Retype the part of the travel ban court ruling article starting with "A three-judge panel" and going on through "the unanimous decision.", keeping every word and mark the same.

| Reading passage |
*****

A federal appeals court has ordered a lower court to toss out legal challenges to President Donald Trump’s 3-year-old ban on travelers from predominantly Muslim countries, finding that a judge misinterpreted a Supreme Court ruling that found the ban has a “legitimate grounding in national security concerns.”


The ban, put in place just a week after Trump took office in January 2017, sparked an international outcry from Muslim advocates and others who said it was rooted in religious bias.
A three-judge panel of the Richmond-based 4th U.S. Circuit Court of Appeals ruled June 8 that a federal judge in Maryland erred when he refused to dismiss three lawsuits after the Supreme Court upheld the ban in 2018 in a separate case filed in Hawaii.

“We conclude that the district court misunderstood the import of the Supreme Court’s decision in Hawaii and the legal principles it applied,” Judge Paul Niemeyer wrote in the unanimous decision.


Justin Cox, an attorney with the International Refugee Assistance Project, the lead plaintiff in the case, said the groups who sued are considering their legal options, which could include asking the panel to reconsider its ruling, appealing to the full 4th Circuit court of 15 judges or asking the Supreme Court to hear the case.


“The panel definitely got the legal issues wrong. It seems unlikely that this will be the final word,” Cox said.
“Basically, it comes down to can the president shield obviously bigoted actions by essentially laundering them through Cabinet officials coming up with neutral-seeming criteria?” he said.
The U.S. Department of Justice did not immediately respond to a request seeking comment.

*****

| Exercise data |
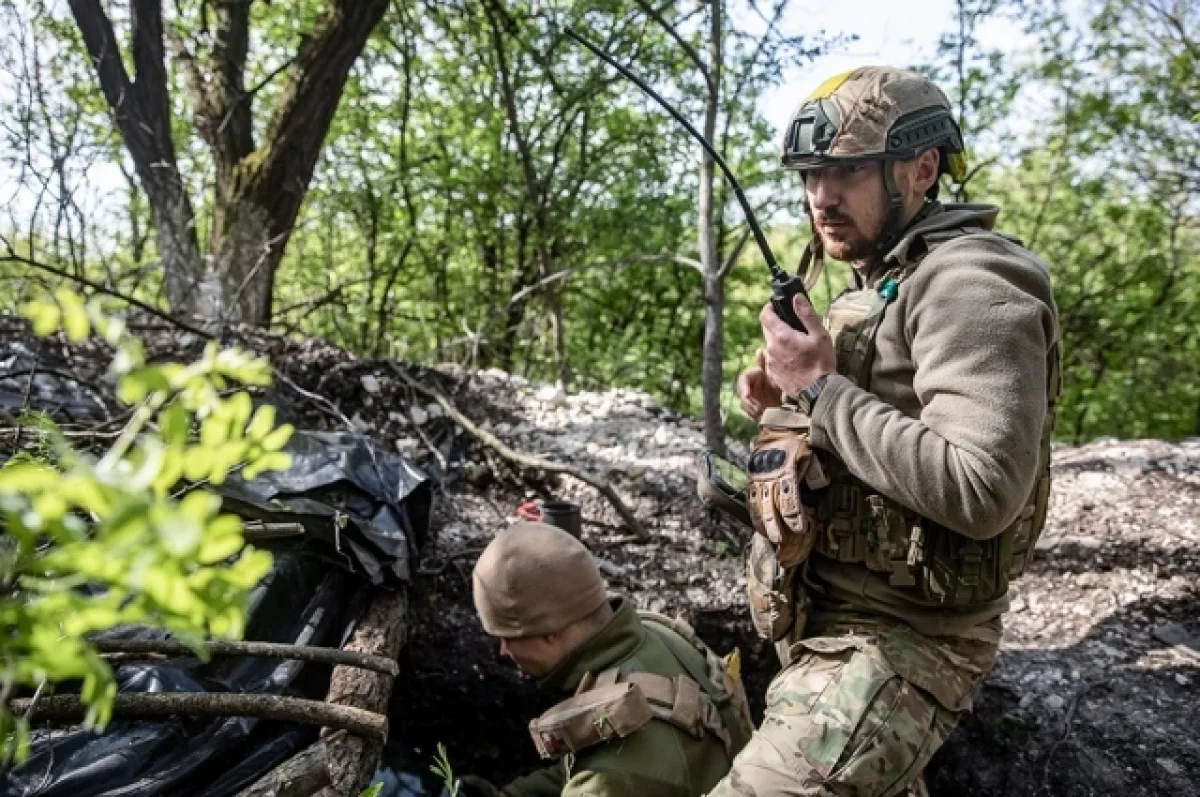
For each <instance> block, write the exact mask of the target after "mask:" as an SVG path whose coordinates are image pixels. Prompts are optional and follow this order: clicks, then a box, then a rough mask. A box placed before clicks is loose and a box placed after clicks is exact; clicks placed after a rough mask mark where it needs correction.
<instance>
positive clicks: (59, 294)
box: [54, 288, 91, 343]
mask: <svg viewBox="0 0 1200 797" xmlns="http://www.w3.org/2000/svg"><path fill="white" fill-rule="evenodd" d="M54 298H55V299H58V300H59V306H60V307H61V308H62V329H64V331H66V334H67V340H68V341H71V342H72V343H78V342H80V341H83V340H84V338H86V337H88V335H90V334H91V322H90V320H89V319H88V310H86V308H85V307H84V304H83V299H80V298H79V294H77V293H76V292H74V290H70V289H67V288H59V289H58V290H55V292H54Z"/></svg>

*****

| Solution |
A three-judge panel of the Richmond-based 4th U.S. Circuit Court of Appeals ruled June 8 that a federal judge in Maryland erred when he refused to dismiss three lawsuits after the Supreme Court upheld the ban in 2018 in a separate case filed in Hawaii.

“We conclude that the district court misunderstood the import of the Supreme Court’s decision in Hawaii and the legal principles it applied,” Judge Paul Niemeyer wrote in the unanimous decision.